**SHORT PROBLEM**
Quote the data verbatim from its first line up to and including the line that contains "x=129, y=67".
============================================================
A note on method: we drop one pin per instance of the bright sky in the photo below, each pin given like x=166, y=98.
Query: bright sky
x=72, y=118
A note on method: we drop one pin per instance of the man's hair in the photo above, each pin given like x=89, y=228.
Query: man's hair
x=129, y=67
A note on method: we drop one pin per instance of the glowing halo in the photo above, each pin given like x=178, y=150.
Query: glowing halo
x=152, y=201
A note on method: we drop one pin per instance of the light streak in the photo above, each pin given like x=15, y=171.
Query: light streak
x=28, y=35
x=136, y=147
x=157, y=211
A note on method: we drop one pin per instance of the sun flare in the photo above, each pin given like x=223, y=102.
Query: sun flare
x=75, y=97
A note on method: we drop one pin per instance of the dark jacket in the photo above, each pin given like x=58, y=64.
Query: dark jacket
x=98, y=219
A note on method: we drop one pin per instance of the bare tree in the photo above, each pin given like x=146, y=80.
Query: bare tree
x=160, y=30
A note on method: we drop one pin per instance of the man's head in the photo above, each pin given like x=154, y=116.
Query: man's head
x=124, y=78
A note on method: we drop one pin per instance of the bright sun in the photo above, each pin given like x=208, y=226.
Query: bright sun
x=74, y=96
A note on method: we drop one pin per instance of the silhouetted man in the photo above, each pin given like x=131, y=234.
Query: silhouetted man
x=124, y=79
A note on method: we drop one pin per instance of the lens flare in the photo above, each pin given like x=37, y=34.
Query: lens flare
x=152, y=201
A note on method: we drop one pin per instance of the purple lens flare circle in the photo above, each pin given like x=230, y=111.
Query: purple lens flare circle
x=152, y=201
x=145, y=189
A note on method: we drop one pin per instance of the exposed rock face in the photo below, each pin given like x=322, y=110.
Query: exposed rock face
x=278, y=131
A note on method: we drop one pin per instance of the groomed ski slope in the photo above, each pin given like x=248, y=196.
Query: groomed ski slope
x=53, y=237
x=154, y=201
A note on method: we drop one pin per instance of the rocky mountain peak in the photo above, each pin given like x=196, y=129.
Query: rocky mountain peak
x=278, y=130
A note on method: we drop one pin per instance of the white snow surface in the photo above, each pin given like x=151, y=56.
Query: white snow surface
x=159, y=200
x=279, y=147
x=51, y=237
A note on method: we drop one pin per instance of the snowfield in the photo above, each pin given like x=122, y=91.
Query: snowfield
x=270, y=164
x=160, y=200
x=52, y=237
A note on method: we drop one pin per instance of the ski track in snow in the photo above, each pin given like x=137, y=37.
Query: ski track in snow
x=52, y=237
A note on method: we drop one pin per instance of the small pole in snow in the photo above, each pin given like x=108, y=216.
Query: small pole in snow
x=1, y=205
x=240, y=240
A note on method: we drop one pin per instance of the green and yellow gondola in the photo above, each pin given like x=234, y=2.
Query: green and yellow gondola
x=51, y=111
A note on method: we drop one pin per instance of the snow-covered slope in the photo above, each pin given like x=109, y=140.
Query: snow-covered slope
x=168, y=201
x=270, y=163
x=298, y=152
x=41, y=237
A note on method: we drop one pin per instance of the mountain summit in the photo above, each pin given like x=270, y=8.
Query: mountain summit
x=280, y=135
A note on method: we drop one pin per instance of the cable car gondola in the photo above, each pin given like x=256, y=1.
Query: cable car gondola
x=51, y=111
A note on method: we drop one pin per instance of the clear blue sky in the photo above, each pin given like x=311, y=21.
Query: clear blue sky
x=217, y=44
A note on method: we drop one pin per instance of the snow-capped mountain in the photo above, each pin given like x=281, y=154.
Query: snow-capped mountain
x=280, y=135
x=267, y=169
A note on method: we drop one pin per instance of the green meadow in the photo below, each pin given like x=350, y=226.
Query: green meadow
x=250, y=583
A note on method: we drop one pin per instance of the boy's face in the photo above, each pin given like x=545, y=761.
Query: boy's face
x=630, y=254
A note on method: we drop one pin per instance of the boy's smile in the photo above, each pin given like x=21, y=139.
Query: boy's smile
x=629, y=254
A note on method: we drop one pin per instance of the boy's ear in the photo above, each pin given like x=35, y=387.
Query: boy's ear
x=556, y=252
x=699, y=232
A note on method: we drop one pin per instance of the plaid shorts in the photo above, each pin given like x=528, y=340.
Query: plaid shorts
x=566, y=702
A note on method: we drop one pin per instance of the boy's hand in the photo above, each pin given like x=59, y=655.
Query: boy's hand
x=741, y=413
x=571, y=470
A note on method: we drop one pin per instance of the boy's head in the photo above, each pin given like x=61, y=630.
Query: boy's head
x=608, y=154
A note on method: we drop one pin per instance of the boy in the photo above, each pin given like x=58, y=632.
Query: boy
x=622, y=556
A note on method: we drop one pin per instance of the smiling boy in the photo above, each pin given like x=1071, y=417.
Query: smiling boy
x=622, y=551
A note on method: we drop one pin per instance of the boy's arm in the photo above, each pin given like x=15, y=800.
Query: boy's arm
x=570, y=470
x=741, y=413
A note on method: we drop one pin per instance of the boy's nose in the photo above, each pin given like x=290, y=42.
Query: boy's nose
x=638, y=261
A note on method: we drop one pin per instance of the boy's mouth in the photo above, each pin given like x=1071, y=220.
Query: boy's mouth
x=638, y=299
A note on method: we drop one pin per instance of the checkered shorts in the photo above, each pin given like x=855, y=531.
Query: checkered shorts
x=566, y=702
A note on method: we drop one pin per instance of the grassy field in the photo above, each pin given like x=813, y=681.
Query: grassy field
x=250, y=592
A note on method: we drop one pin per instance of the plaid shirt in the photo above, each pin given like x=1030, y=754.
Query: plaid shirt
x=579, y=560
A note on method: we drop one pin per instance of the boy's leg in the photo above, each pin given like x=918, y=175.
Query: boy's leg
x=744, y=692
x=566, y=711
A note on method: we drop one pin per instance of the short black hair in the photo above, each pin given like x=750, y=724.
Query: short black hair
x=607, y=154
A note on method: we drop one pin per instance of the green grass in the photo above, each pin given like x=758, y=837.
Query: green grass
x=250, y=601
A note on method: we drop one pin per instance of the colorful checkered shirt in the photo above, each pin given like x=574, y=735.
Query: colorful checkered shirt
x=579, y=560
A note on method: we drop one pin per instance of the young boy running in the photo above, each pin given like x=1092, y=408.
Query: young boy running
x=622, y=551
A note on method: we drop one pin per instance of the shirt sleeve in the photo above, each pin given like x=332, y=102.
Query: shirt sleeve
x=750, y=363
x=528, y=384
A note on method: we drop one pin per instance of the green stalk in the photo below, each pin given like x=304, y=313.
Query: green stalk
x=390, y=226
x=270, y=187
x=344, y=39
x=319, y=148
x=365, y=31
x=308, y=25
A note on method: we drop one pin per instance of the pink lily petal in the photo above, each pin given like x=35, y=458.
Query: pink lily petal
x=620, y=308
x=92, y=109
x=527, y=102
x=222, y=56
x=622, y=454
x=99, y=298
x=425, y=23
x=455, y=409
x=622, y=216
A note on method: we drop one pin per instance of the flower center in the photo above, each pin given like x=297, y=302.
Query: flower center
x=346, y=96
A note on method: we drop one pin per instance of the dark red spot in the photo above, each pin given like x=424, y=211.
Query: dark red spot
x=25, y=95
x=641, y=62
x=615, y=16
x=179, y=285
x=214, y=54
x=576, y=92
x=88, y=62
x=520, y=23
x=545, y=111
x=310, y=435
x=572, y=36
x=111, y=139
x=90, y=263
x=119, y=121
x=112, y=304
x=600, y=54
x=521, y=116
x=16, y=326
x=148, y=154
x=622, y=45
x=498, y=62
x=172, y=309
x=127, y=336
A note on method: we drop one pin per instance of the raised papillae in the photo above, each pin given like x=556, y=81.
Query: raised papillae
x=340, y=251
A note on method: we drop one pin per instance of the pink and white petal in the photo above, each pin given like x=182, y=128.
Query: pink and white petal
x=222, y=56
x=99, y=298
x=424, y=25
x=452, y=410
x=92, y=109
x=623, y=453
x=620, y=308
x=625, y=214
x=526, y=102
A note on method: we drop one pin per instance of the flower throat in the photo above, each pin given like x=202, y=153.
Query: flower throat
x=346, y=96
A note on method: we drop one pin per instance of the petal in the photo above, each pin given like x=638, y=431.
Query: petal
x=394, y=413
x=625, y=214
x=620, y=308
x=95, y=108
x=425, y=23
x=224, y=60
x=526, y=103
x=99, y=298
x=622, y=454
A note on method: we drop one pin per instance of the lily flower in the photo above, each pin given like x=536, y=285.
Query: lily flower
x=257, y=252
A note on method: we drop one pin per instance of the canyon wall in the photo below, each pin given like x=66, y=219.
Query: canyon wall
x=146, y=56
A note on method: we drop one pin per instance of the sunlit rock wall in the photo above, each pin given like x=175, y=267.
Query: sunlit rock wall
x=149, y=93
============================================================
**SOLUTION TO THE PROBLEM**
A note on method: we drop one pin per instance of the bright sky in the photo below, each pin given like x=166, y=98.
Query: bright sky
x=72, y=118
A note on method: we drop one pin per instance of the man's hair in the photo above, each pin given like x=89, y=228.
Query: man's hair
x=129, y=67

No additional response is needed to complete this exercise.